● DIRECTIONS: A faithful transcription of all the records is required.
────────────────
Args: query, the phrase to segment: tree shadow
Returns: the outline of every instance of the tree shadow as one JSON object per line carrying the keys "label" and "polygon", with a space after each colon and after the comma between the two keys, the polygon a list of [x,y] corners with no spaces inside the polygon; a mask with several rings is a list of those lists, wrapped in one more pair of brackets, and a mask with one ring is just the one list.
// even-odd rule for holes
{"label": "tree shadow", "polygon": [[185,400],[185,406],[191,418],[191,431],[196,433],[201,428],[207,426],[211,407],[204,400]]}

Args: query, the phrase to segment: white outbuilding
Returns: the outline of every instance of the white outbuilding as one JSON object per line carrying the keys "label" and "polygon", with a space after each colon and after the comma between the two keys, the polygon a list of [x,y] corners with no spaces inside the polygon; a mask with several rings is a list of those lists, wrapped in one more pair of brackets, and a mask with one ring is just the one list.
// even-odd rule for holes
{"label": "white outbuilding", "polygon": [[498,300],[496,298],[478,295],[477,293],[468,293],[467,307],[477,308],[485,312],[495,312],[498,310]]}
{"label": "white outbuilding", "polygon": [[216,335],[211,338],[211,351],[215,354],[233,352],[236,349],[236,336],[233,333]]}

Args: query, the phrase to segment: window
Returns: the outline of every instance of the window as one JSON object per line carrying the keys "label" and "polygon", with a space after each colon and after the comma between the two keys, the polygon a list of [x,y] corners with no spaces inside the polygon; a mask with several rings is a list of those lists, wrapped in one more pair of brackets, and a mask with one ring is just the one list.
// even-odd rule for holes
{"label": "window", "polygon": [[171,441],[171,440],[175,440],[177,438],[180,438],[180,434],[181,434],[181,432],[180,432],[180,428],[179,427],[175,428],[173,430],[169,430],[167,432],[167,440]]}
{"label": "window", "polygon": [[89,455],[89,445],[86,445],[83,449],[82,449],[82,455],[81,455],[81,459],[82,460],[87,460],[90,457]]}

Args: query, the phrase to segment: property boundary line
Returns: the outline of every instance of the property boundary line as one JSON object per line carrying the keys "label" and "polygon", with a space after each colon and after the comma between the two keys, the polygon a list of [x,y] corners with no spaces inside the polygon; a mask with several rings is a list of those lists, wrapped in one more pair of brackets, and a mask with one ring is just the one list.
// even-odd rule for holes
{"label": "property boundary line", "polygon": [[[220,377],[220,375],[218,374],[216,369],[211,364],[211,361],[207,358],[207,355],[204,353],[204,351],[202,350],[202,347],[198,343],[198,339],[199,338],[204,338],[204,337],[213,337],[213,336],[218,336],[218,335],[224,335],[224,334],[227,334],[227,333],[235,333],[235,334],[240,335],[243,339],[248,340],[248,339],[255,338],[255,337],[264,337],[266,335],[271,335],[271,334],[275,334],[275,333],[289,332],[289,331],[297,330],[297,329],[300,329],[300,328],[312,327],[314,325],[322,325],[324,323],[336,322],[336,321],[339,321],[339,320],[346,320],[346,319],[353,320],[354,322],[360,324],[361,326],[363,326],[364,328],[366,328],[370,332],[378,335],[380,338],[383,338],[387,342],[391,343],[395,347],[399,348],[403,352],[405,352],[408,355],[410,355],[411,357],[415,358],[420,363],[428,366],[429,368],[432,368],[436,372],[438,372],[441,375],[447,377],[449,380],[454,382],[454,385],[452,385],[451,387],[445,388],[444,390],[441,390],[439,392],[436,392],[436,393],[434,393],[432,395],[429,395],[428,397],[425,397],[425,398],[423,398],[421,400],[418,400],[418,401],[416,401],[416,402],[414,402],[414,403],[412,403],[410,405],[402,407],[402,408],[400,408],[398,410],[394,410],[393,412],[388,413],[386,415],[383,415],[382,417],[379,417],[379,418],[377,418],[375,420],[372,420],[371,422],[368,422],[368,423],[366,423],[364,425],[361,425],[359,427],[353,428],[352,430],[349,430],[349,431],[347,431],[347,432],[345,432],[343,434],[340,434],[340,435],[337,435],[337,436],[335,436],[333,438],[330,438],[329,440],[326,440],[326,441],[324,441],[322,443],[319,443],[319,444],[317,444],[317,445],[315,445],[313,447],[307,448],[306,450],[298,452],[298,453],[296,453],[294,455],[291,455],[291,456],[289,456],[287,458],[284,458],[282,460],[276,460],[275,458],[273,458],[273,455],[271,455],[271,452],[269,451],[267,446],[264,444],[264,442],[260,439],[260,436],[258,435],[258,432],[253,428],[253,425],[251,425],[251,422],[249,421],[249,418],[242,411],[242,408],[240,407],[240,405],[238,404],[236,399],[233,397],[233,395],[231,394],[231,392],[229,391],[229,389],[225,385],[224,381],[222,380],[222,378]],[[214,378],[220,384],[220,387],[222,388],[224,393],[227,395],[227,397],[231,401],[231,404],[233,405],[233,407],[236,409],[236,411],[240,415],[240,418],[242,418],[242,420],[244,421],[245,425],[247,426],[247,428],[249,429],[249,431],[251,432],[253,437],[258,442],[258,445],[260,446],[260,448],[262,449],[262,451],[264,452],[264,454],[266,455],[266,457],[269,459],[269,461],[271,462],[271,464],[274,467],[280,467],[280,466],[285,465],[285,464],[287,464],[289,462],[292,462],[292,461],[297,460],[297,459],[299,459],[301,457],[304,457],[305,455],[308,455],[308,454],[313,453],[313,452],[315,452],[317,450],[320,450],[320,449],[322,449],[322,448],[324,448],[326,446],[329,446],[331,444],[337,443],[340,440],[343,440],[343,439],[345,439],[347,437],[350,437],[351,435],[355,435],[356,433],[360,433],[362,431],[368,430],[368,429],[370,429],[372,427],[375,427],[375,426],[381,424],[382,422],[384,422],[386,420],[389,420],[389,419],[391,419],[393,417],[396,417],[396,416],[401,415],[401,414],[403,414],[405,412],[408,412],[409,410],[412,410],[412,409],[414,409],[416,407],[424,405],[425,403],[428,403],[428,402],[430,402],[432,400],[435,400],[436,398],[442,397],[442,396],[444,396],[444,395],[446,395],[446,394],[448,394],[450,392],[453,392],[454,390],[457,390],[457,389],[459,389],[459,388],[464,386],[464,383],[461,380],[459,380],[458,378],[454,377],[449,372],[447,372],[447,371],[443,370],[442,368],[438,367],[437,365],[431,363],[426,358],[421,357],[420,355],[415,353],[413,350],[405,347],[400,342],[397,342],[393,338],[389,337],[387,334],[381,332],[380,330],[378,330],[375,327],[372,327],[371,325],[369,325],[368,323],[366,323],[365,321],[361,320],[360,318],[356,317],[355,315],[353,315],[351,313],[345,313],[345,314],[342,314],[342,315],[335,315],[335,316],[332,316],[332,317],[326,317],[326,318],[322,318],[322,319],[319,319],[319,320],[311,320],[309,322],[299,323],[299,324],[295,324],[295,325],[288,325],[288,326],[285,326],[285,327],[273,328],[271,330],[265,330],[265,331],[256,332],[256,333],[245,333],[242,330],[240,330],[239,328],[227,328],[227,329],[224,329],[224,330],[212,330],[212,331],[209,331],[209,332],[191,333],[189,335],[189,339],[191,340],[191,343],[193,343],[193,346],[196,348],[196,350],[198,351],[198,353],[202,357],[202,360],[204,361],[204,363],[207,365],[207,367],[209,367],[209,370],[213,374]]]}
────────────────
● RESPONSE FOR THIS EXERCISE:
Args: query, the phrase to segment: tree shadow
Returns: the outline of every instance of the tree shadow as one JSON object per line carrying the keys "label" and "polygon", with a space after each colon and after the comma between the two keys, the polygon a list of [x,y] corners with no spaces inside the polygon; a mask with several rings is a list of those lists, wrapped in one more pair of brackets, and a mask with one ring is just the one list.
// even-odd rule for holes
{"label": "tree shadow", "polygon": [[185,400],[185,406],[191,418],[191,431],[196,433],[201,428],[207,426],[211,407],[204,400]]}

Args: query, the phrase to segment: white outbuilding
Returns: the outline of every instance of the white outbuilding as one JSON object per line carrying the keys "label" and "polygon", with a space after each colon and after the comma between the two keys, the polygon a list of [x,y] corners with no spaces inside the polygon; a mask with several rings is a list of those lists, wrapped in one more pair of brackets, and a mask with one ring is just the one list.
// even-odd rule for holes
{"label": "white outbuilding", "polygon": [[498,300],[496,298],[478,295],[477,293],[468,293],[467,307],[477,308],[485,312],[495,312],[498,310]]}
{"label": "white outbuilding", "polygon": [[216,335],[211,338],[211,351],[215,354],[233,352],[236,349],[236,336],[233,333]]}

Args: query, the phrase to segment: window
Returns: the outline of every instance of the window as one JSON object per line carrying the keys "label" and "polygon", with a space after each colon and after the comma between the two keys, the polygon a list of [x,y] corners with no spaces inside the polygon; a mask with several rings is a list of those lists, wrapped in one more pair of brackets, and a mask with one ring is just the one list.
// even-odd rule for holes
{"label": "window", "polygon": [[171,441],[171,440],[175,440],[177,438],[180,438],[180,434],[181,434],[181,432],[180,432],[180,428],[179,427],[175,428],[173,430],[169,430],[167,432],[167,440]]}
{"label": "window", "polygon": [[89,455],[89,445],[86,445],[83,449],[82,449],[82,455],[81,455],[81,459],[82,460],[87,460],[90,457]]}

Args: query, the phrase to segment: property boundary line
Returns: the outline of every instance of the property boundary line as one JSON object per line carrying the keys "label" and "polygon", with a space after each colon and after the comma between the two keys, the polygon a list of [x,y] corners with no spaces inside the polygon; a mask with several rings is a list of those lists, wrapped in one more pair of brackets, and a mask with one ring is just the one list.
// even-odd rule for holes
{"label": "property boundary line", "polygon": [[[220,377],[220,375],[218,374],[216,369],[211,364],[211,361],[207,358],[207,355],[204,353],[204,351],[202,350],[202,347],[198,343],[198,339],[199,338],[204,338],[204,337],[213,337],[213,336],[218,336],[218,335],[224,335],[224,334],[227,334],[227,333],[235,333],[235,334],[240,335],[243,339],[248,340],[248,339],[255,338],[255,337],[264,337],[266,335],[271,335],[271,334],[275,334],[275,333],[289,332],[289,331],[297,330],[297,329],[300,329],[300,328],[312,327],[314,325],[322,325],[324,323],[336,322],[336,321],[339,321],[339,320],[346,320],[346,319],[353,320],[354,322],[360,324],[361,326],[363,326],[364,328],[366,328],[370,332],[378,335],[380,338],[383,338],[387,342],[391,343],[395,347],[399,348],[403,352],[405,352],[408,355],[410,355],[411,357],[415,358],[420,363],[428,366],[429,368],[432,368],[436,372],[438,372],[441,375],[447,377],[449,380],[454,382],[454,385],[452,385],[451,387],[445,388],[444,390],[441,390],[439,392],[436,392],[436,393],[434,393],[432,395],[429,395],[428,397],[425,397],[425,398],[423,398],[421,400],[418,400],[418,401],[416,401],[416,402],[414,402],[414,403],[412,403],[410,405],[402,407],[402,408],[400,408],[398,410],[394,410],[393,412],[388,413],[386,415],[383,415],[382,417],[379,417],[379,418],[377,418],[375,420],[372,420],[371,422],[368,422],[368,423],[366,423],[364,425],[361,425],[359,427],[353,428],[352,430],[349,430],[349,431],[347,431],[347,432],[345,432],[343,434],[340,434],[340,435],[337,435],[337,436],[335,436],[333,438],[330,438],[329,440],[326,440],[326,441],[324,441],[322,443],[319,443],[319,444],[317,444],[317,445],[315,445],[313,447],[307,448],[306,450],[298,452],[298,453],[296,453],[294,455],[291,455],[291,456],[289,456],[287,458],[284,458],[282,460],[276,460],[275,458],[273,458],[273,455],[271,455],[271,452],[269,451],[267,446],[264,444],[264,442],[260,439],[260,436],[258,435],[258,432],[253,428],[253,425],[251,425],[251,422],[249,421],[249,418],[242,411],[242,408],[240,407],[240,405],[238,404],[236,399],[233,397],[233,395],[231,394],[231,392],[229,391],[229,389],[225,385],[224,381],[222,380],[222,378]],[[214,378],[220,384],[220,387],[222,388],[224,393],[227,395],[227,397],[231,401],[231,404],[233,405],[233,407],[236,409],[236,411],[240,415],[240,418],[242,418],[242,420],[244,421],[245,425],[247,426],[247,428],[249,429],[249,431],[251,432],[253,437],[258,442],[258,445],[260,446],[260,448],[262,449],[262,451],[264,452],[264,454],[266,455],[266,457],[269,459],[269,461],[271,462],[271,464],[274,467],[280,467],[280,466],[285,465],[285,464],[287,464],[289,462],[292,462],[292,461],[297,460],[297,459],[299,459],[301,457],[304,457],[305,455],[308,455],[308,454],[313,453],[313,452],[315,452],[317,450],[320,450],[320,449],[322,449],[322,448],[324,448],[326,446],[329,446],[331,444],[337,443],[340,440],[343,440],[343,439],[345,439],[347,437],[350,437],[351,435],[355,435],[356,433],[360,433],[362,431],[368,430],[368,429],[370,429],[372,427],[375,427],[375,426],[381,424],[382,422],[384,422],[386,420],[389,420],[389,419],[391,419],[393,417],[396,417],[396,416],[401,415],[401,414],[403,414],[405,412],[408,412],[409,410],[412,410],[412,409],[414,409],[416,407],[424,405],[425,403],[428,403],[428,402],[430,402],[432,400],[435,400],[436,398],[442,397],[442,396],[444,396],[444,395],[446,395],[446,394],[448,394],[450,392],[453,392],[454,390],[457,390],[457,389],[459,389],[459,388],[464,386],[464,383],[461,380],[459,380],[458,378],[454,377],[449,372],[447,372],[447,371],[443,370],[442,368],[438,367],[437,365],[431,363],[426,358],[421,357],[420,355],[415,353],[413,350],[405,347],[400,342],[397,342],[393,338],[389,337],[387,334],[381,332],[380,330],[378,330],[375,327],[372,327],[371,325],[369,325],[368,323],[366,323],[365,321],[361,320],[360,318],[356,317],[355,315],[353,315],[351,313],[345,313],[345,314],[342,314],[342,315],[335,315],[335,316],[332,316],[332,317],[326,317],[326,318],[322,318],[322,319],[319,319],[319,320],[311,320],[309,322],[299,323],[299,324],[295,324],[295,325],[288,325],[288,326],[285,326],[285,327],[273,328],[271,330],[265,330],[265,331],[256,332],[256,333],[245,333],[242,330],[240,330],[239,328],[227,328],[227,329],[224,329],[224,330],[212,330],[212,331],[209,331],[209,332],[191,333],[189,335],[189,339],[191,340],[191,343],[193,343],[193,346],[196,348],[196,350],[198,351],[198,353],[202,357],[202,360],[204,361],[204,363],[207,365],[207,367],[209,367],[209,370],[213,374]]]}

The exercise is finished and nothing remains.